TASK REQUIREMENTS
Which lines in the material below contain the string "infogroup"? Copy out each of those lines in full.

DATA LINES
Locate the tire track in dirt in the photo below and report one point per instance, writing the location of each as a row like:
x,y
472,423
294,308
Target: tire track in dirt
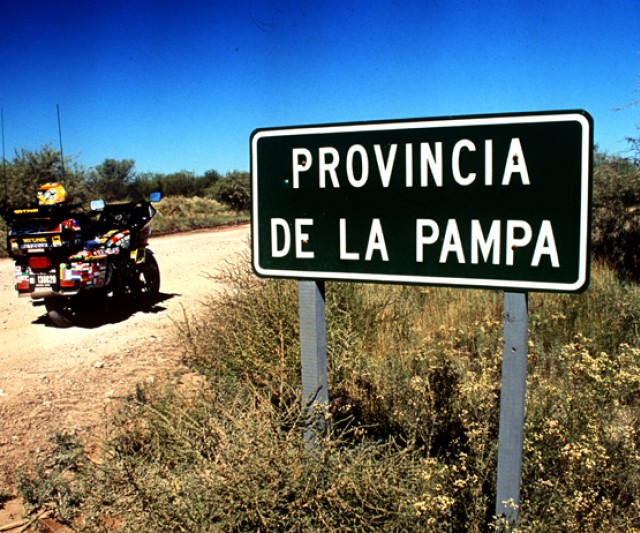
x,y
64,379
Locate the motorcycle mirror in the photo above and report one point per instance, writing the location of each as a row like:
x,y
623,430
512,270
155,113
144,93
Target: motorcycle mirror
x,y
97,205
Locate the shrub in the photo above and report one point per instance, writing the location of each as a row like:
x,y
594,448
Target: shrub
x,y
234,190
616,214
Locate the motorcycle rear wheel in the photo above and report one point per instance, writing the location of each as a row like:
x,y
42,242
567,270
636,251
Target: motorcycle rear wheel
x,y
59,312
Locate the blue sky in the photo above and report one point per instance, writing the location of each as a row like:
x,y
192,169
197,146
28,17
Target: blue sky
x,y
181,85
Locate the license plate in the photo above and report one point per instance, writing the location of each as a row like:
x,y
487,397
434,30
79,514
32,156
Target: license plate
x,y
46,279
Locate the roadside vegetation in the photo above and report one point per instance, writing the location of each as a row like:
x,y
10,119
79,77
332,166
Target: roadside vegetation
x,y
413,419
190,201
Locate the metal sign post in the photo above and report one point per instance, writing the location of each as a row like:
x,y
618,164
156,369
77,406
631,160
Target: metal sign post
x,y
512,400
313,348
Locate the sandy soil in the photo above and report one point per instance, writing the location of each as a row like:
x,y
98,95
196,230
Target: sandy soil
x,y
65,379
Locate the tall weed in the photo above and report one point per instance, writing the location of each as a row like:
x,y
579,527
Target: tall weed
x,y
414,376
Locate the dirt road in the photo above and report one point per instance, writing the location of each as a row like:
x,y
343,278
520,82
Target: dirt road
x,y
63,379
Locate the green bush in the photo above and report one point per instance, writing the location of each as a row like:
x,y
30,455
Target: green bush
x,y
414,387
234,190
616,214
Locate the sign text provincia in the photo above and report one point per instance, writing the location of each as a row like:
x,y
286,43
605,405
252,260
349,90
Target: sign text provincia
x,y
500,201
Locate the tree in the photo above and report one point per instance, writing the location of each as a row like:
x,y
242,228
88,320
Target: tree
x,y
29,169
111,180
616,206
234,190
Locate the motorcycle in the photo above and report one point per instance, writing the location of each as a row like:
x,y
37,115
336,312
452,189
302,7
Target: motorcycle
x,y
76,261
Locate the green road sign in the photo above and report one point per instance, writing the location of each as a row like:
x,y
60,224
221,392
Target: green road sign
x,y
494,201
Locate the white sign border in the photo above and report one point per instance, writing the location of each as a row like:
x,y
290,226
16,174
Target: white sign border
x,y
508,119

--

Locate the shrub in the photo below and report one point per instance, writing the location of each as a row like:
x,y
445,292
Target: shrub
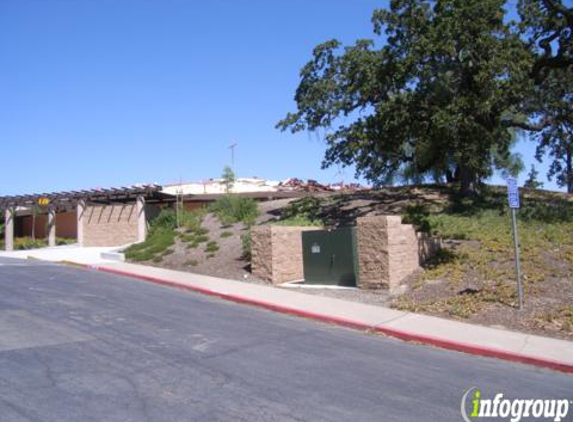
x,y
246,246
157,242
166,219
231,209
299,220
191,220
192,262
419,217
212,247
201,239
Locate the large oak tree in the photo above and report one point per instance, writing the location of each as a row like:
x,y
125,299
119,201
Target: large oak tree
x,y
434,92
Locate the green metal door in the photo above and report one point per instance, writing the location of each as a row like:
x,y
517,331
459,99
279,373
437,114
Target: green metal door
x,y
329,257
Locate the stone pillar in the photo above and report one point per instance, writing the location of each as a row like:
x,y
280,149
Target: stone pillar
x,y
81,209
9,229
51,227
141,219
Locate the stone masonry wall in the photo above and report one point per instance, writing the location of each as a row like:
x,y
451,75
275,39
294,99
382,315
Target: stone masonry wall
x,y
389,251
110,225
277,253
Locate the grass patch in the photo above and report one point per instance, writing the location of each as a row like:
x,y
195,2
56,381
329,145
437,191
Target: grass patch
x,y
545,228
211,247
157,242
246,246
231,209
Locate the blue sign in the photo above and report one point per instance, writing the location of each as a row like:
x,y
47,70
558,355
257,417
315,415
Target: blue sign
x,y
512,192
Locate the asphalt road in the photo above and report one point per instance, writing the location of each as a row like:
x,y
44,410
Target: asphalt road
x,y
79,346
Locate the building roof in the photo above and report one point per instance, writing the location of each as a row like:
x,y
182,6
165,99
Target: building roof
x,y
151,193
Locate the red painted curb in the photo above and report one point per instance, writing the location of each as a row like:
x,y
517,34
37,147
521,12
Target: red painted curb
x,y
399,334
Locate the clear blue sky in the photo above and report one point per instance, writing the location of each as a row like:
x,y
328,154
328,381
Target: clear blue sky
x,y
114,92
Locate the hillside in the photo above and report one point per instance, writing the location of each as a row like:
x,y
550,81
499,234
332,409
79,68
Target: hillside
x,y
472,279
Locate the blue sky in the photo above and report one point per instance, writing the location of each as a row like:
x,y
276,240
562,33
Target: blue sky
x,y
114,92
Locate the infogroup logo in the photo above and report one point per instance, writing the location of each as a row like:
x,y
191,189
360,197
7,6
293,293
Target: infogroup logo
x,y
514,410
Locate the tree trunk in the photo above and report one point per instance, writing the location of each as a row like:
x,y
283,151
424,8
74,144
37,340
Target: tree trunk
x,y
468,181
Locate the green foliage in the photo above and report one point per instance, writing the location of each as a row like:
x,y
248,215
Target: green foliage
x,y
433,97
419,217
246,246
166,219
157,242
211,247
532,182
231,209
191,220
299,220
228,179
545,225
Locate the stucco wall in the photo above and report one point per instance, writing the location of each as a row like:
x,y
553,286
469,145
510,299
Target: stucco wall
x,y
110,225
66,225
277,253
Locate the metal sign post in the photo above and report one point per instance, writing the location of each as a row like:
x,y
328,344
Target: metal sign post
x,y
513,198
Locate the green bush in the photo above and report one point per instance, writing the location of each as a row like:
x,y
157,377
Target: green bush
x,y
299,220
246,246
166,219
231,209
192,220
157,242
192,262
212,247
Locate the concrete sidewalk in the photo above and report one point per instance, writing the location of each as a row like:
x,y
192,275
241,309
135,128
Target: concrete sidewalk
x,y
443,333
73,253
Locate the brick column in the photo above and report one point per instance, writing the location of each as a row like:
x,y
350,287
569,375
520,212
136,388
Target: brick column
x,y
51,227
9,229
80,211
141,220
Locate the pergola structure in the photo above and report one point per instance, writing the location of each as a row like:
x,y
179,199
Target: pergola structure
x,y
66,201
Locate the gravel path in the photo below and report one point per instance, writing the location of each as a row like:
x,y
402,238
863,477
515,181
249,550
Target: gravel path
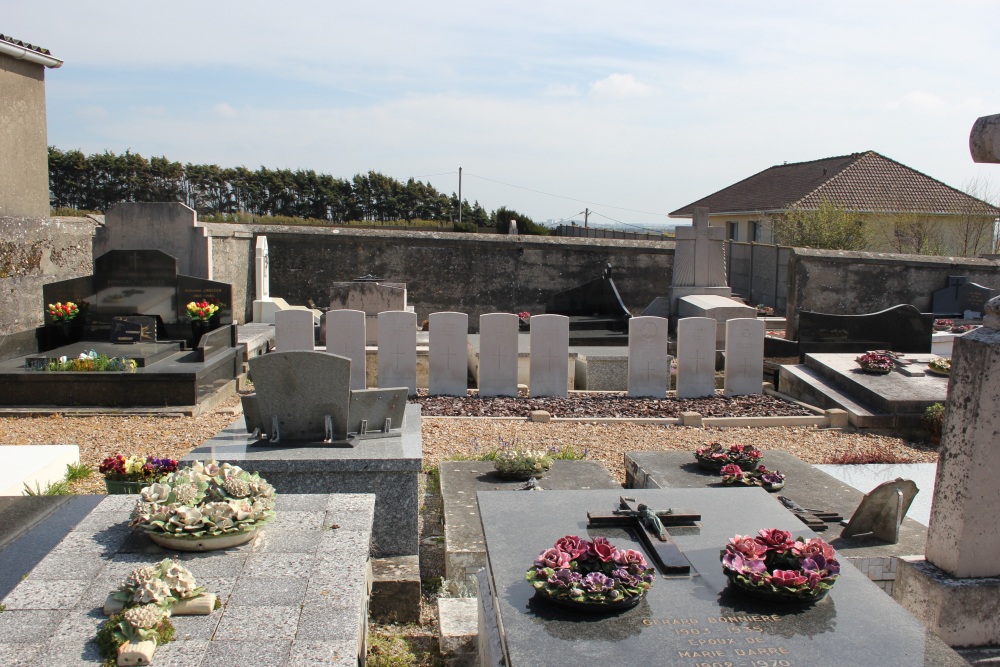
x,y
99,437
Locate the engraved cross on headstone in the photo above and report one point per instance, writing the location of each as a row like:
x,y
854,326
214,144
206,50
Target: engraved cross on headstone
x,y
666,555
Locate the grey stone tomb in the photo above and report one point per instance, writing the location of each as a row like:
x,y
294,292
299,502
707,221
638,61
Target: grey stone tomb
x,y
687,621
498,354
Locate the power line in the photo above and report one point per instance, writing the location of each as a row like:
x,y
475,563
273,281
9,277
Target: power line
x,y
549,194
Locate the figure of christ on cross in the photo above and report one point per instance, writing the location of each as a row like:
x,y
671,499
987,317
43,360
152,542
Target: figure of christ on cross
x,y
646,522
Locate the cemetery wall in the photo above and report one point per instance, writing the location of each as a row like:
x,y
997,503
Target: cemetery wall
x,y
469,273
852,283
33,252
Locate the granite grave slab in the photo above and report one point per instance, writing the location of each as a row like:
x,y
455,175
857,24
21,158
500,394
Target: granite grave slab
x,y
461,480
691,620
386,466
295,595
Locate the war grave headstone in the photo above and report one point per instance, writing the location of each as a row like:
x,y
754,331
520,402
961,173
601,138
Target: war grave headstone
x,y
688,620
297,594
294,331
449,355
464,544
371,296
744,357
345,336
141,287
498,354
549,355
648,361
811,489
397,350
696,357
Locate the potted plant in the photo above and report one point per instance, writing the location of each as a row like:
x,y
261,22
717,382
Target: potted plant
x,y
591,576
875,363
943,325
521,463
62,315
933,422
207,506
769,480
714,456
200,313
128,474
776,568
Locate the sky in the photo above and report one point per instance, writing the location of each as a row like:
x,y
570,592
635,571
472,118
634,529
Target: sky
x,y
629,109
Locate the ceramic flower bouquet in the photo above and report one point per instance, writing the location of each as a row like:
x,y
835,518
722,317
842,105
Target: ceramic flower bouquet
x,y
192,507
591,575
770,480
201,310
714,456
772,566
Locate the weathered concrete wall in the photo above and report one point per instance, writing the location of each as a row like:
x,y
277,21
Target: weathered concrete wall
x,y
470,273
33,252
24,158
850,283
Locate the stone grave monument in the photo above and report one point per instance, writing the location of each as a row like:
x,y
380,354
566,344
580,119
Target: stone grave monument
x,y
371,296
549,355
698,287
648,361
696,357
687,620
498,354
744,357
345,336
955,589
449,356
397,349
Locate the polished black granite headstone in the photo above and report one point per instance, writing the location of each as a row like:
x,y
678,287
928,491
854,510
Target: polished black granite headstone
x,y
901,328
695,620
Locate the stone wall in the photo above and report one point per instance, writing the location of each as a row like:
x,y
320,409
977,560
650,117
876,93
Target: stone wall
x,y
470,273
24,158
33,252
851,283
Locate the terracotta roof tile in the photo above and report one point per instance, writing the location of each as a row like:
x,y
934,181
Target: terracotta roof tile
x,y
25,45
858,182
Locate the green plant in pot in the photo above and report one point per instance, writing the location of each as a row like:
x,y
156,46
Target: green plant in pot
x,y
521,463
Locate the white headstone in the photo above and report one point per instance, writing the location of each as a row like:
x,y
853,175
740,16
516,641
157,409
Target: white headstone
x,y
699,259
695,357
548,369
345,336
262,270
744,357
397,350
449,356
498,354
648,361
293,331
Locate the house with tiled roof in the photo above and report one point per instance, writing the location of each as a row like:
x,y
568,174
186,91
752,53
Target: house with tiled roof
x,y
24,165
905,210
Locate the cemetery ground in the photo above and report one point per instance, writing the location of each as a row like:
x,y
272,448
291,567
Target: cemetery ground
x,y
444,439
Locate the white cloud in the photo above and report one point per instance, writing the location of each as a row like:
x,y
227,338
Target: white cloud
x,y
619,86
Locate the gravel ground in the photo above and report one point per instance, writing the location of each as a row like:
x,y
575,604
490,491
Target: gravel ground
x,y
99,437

THE ANSWER
Locate the infogroup logo in the photo above and report one point per instance, writing the location of each as a row like:
Target: infogroup logo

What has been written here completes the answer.